(Required task A) Copy the Suraiya Multanikar biography below word for word, in full.

(Document section)
····················
Suraiya Multanikar (born 1940) is a Pakistani singer mostly known for her folk songs. Her repertoire includes classical, semi-classical, ghazal, folk songs and film songs.

Early life and family
Multanikar was born in Multan, Punjab. Her earliest childhood memories are of wanting to excel as a singer. No one in her immediate family could either teach or advise her. So in her childhood, she taught herself by listening to film songs and copying their tunes and lyrics. Later, she became a formal disciple of Ghulam Nabi Khan of the Delhi gharana of classical music who was a sarangi player.

Multanikar has 7 children (from oldest to youngest): Muhammad Ali, a UK-based orthopaedic doctor; Ruqaiya Sajjad; Ramzan Ali, Shaista, Rabia, Aalia and Rahat Bano. Her youngest daughter, Rahat Multanikar is also a folk singer like her mother.
····················
(Stored rows)

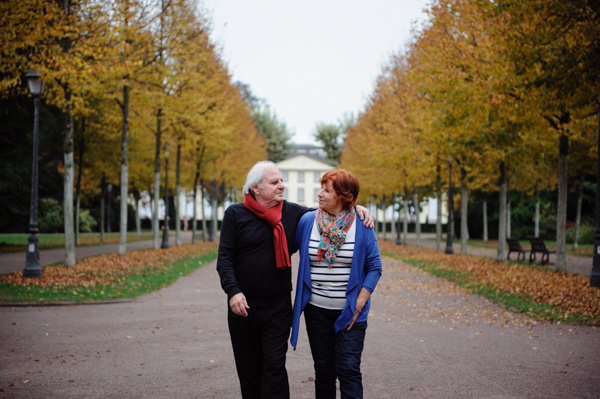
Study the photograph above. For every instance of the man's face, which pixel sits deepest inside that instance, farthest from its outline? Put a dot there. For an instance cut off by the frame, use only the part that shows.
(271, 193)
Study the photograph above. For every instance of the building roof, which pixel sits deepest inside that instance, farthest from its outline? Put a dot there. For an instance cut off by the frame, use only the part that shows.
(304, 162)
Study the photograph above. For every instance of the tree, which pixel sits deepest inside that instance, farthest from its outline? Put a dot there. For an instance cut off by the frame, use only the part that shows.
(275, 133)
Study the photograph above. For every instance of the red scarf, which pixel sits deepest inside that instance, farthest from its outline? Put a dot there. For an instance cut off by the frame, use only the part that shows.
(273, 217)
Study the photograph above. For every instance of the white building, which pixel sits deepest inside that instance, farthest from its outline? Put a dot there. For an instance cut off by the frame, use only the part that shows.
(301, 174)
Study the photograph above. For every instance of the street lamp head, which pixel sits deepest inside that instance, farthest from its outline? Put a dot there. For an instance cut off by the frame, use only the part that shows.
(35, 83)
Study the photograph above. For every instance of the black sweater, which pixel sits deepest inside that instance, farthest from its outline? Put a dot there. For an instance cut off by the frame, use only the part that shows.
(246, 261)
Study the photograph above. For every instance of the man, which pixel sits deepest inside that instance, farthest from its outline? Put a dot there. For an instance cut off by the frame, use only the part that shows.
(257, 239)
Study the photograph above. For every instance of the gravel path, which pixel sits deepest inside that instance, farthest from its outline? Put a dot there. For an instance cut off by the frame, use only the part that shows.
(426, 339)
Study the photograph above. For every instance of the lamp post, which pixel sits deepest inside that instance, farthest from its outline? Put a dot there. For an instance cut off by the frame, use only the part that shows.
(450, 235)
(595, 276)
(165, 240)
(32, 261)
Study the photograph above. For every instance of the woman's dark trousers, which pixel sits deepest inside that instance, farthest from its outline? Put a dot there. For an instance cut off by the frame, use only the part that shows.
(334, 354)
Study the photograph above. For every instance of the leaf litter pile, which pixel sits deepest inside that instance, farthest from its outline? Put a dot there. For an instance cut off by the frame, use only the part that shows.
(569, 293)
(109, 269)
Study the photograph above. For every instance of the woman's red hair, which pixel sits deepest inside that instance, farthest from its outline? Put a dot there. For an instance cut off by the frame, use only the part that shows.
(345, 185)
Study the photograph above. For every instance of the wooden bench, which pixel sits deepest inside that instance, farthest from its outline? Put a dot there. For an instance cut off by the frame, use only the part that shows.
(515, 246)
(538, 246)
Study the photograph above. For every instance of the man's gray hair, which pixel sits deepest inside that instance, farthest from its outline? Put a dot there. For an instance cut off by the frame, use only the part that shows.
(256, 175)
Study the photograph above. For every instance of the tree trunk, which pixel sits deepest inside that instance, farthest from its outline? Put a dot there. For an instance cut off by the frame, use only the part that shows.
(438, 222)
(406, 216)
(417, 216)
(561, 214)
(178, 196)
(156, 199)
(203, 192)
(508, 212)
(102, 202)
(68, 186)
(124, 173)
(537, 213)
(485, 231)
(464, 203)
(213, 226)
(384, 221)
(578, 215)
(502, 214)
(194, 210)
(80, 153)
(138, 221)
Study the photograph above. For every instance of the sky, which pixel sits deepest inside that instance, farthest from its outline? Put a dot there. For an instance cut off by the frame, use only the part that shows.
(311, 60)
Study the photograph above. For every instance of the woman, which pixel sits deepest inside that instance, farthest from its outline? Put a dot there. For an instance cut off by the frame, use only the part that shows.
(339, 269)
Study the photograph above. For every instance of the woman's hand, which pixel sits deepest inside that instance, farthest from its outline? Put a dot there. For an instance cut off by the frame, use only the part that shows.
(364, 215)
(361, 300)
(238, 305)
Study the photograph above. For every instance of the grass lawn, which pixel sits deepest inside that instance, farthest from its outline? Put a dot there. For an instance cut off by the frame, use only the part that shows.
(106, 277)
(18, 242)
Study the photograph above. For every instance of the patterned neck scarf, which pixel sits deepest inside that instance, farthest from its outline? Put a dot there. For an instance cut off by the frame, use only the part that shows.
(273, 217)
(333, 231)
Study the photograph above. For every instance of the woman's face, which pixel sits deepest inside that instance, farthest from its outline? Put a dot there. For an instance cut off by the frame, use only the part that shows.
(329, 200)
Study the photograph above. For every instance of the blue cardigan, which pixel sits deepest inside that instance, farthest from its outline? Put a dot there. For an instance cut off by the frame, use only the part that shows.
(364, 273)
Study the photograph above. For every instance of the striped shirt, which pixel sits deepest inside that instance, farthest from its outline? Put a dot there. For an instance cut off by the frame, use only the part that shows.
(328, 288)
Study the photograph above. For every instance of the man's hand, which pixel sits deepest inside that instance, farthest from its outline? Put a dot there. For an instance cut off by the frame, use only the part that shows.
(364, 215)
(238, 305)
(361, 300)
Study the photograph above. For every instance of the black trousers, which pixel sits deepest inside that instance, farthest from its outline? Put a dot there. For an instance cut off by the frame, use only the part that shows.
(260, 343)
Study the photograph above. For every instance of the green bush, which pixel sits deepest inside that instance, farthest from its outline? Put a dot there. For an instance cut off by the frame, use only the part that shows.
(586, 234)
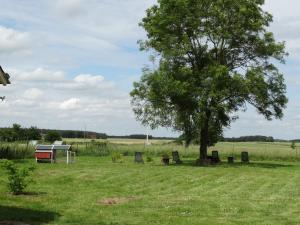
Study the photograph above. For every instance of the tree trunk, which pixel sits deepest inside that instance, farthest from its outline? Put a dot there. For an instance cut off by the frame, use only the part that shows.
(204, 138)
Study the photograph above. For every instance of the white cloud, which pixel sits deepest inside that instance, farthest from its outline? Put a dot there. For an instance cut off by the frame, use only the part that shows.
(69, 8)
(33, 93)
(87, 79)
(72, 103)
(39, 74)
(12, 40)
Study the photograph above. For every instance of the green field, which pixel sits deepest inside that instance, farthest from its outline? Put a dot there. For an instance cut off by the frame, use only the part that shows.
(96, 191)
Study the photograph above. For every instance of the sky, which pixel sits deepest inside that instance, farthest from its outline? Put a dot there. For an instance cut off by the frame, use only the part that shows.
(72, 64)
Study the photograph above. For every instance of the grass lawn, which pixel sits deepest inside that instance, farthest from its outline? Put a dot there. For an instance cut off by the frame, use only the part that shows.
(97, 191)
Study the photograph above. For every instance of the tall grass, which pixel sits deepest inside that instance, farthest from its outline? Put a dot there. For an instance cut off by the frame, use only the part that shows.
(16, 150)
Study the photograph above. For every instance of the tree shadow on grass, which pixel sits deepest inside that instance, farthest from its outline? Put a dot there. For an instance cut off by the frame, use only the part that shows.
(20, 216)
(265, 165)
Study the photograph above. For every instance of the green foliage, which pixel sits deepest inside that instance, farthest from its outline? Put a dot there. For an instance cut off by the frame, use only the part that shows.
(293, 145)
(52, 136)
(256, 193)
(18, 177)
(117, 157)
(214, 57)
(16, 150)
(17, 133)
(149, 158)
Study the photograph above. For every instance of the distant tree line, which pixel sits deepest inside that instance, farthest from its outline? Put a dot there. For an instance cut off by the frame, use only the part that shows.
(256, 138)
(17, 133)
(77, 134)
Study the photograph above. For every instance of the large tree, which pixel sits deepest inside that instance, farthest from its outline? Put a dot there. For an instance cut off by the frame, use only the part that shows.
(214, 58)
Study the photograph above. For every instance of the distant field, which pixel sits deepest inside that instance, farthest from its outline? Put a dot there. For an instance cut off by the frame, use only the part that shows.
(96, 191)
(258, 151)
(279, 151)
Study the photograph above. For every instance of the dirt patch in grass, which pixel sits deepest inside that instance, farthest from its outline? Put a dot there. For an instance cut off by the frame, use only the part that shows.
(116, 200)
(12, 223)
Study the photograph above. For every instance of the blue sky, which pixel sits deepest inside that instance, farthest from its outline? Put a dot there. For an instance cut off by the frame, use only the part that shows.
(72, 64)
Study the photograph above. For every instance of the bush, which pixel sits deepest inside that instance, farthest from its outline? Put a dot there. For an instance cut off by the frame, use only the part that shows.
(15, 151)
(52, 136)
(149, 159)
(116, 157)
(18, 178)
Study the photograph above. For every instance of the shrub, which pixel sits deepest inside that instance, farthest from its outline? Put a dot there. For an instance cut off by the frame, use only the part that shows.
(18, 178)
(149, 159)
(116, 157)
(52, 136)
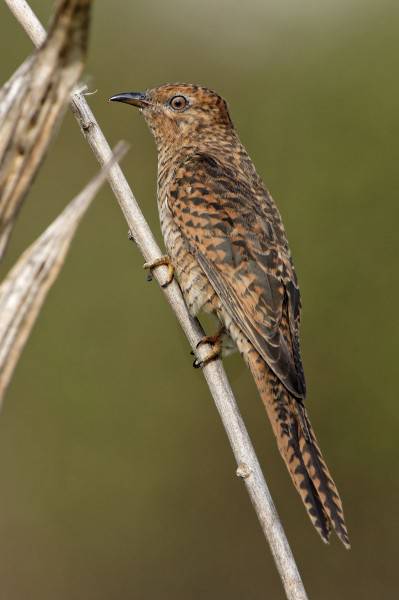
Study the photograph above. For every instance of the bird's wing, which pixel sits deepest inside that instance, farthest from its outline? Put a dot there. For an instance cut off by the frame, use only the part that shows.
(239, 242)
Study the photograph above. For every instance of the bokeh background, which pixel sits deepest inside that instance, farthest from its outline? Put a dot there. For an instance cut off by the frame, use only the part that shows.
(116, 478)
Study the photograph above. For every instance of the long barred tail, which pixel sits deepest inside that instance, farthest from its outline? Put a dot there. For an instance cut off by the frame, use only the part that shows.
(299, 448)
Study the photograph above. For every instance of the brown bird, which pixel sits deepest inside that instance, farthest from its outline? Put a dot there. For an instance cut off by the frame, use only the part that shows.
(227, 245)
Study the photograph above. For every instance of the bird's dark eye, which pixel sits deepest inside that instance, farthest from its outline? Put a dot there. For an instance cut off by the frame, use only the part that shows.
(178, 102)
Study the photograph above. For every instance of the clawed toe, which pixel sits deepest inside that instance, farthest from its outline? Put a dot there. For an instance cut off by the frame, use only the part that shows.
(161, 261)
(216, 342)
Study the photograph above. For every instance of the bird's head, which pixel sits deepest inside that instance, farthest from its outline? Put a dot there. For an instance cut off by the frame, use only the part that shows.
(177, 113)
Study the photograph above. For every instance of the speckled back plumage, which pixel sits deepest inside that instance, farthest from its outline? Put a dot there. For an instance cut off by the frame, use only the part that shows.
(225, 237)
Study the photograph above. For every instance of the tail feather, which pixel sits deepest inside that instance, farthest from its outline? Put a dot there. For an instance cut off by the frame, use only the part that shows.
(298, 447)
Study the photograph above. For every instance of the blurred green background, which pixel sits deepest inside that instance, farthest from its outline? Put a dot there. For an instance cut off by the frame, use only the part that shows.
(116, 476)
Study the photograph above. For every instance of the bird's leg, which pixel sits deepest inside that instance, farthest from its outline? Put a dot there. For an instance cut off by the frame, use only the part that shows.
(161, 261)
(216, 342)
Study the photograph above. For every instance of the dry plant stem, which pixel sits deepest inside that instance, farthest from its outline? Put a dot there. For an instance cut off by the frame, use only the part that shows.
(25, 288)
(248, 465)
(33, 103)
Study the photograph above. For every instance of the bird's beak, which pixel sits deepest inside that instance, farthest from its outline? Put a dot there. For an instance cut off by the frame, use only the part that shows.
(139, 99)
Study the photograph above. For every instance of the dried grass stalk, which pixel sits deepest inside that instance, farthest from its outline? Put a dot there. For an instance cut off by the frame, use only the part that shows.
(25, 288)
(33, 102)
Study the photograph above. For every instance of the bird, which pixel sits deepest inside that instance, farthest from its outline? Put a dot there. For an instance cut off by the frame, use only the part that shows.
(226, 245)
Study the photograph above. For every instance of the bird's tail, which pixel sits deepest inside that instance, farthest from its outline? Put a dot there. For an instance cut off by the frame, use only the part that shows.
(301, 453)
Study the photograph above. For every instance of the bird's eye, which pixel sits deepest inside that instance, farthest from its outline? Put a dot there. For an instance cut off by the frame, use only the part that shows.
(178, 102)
····················
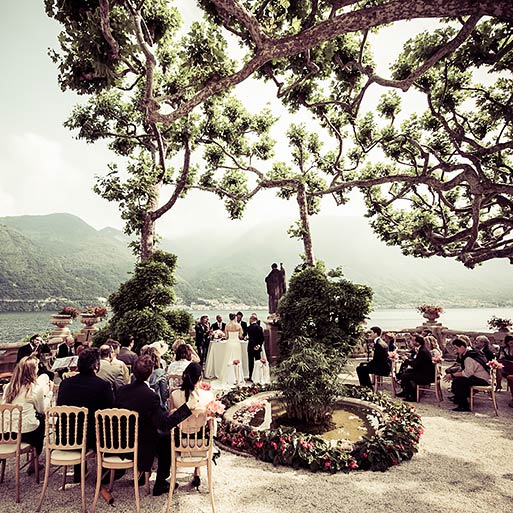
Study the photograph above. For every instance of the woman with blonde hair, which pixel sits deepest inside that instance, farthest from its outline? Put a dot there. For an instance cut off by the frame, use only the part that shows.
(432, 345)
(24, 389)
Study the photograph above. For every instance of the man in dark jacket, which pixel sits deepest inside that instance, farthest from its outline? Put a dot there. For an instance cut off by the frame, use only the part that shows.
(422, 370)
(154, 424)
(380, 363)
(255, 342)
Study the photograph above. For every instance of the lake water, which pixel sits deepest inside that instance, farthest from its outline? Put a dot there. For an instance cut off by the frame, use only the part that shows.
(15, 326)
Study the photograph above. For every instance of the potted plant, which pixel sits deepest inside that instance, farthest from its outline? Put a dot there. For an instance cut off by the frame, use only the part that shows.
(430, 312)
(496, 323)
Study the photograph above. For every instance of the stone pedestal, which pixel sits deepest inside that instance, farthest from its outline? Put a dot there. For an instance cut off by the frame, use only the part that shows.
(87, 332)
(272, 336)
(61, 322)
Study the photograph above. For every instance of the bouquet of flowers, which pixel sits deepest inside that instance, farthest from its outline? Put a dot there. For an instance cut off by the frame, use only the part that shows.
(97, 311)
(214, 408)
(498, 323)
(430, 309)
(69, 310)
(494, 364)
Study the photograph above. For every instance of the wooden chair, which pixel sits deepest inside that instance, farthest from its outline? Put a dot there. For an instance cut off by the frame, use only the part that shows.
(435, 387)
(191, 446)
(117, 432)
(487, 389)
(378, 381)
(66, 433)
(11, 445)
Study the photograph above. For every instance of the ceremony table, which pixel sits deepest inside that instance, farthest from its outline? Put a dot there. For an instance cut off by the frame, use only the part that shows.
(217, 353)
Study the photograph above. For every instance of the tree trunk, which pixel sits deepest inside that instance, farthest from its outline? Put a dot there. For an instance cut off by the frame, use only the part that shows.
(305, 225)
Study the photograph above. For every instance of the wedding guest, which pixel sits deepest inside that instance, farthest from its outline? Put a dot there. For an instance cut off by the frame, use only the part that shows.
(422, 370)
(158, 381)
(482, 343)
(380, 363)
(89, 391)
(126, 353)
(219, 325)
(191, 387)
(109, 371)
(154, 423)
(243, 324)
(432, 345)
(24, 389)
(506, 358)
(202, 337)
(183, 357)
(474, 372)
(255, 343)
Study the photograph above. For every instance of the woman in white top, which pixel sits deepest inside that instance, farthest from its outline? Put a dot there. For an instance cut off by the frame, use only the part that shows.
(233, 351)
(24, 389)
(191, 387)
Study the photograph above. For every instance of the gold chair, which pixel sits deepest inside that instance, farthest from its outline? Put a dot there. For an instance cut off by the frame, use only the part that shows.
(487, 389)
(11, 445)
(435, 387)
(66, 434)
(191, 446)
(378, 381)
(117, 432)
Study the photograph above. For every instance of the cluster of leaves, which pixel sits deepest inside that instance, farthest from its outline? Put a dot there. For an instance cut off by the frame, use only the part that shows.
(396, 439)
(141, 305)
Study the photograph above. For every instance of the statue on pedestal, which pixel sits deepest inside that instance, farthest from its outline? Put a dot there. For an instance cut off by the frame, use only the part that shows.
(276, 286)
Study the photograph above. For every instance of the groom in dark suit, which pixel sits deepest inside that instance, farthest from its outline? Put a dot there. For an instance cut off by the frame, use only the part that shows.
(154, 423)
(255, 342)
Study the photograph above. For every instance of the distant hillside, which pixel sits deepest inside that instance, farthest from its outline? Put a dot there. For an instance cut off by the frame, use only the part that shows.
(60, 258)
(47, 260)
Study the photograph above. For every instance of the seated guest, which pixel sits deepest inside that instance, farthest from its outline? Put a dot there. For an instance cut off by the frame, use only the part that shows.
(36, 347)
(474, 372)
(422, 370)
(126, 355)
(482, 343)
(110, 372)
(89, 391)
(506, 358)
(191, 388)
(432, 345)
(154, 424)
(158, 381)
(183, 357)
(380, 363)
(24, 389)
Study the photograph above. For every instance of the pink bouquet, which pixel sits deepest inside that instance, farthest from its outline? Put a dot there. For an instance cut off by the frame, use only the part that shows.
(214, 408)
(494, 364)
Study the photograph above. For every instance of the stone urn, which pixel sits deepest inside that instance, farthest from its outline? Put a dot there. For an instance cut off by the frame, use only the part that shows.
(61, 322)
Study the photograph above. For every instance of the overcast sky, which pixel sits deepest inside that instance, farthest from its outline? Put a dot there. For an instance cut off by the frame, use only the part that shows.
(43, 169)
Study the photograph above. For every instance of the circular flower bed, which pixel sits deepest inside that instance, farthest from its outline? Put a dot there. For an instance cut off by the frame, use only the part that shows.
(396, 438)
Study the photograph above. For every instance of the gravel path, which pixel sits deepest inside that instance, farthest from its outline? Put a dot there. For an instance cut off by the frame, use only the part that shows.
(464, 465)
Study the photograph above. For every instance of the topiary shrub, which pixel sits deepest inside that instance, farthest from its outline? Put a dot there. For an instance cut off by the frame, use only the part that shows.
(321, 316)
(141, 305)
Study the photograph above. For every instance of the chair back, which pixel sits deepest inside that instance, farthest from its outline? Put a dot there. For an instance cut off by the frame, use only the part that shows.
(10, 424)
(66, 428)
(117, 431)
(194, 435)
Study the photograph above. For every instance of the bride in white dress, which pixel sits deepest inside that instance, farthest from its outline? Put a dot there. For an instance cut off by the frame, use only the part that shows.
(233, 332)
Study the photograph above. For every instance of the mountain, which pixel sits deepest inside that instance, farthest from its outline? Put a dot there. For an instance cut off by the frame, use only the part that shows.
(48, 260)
····················
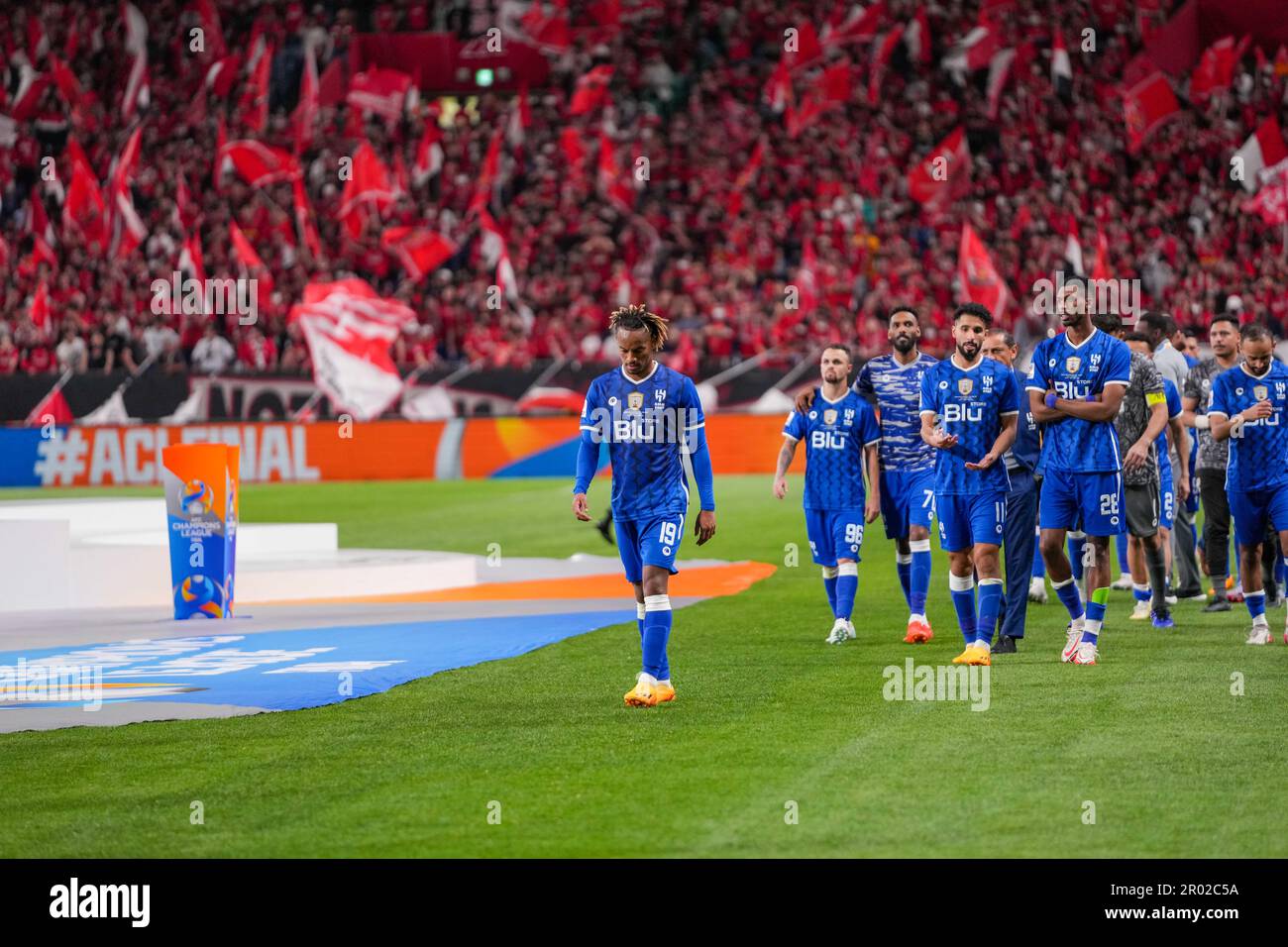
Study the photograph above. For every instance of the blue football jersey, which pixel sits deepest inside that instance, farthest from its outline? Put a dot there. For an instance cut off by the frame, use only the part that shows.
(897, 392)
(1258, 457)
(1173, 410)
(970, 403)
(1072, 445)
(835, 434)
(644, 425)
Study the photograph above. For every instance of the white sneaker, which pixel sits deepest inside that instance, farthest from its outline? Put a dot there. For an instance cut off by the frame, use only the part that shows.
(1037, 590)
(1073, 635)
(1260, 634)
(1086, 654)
····················
(Required task B) How many lines in the rows above contain the word "background"? Give only the number.

(Expected answer A)
Suraiya Multanikar (born 1940) is a Pakistani singer mostly known for her folk songs. Her repertoire includes classical, semi-classical, ghazal, folk songs and film songs.

Early life and family
Multanikar was born in Multan, Punjab. Her earliest childhood memories are of wanting to excel as a singer. No one in her immediate family could either teach or advise her. So in her childhood, she taught herself by listening to film songs and copying their tunes and lyrics. Later, she became a formal disciple of Ghulam Nabi Khan of the Delhi gharana of classical music who was a sarangi player.

Multanikar has 7 children (from oldest to youngest): Muhammad Ali, a UK-based orthopaedic doctor; Ruqaiya Sajjad; Ramzan Ali, Shaista, Rabia, Aalia and Rahat Bano. Her youngest daughter, Rahat Multanikar is also a folk singer like her mother.

(Expected answer B) 2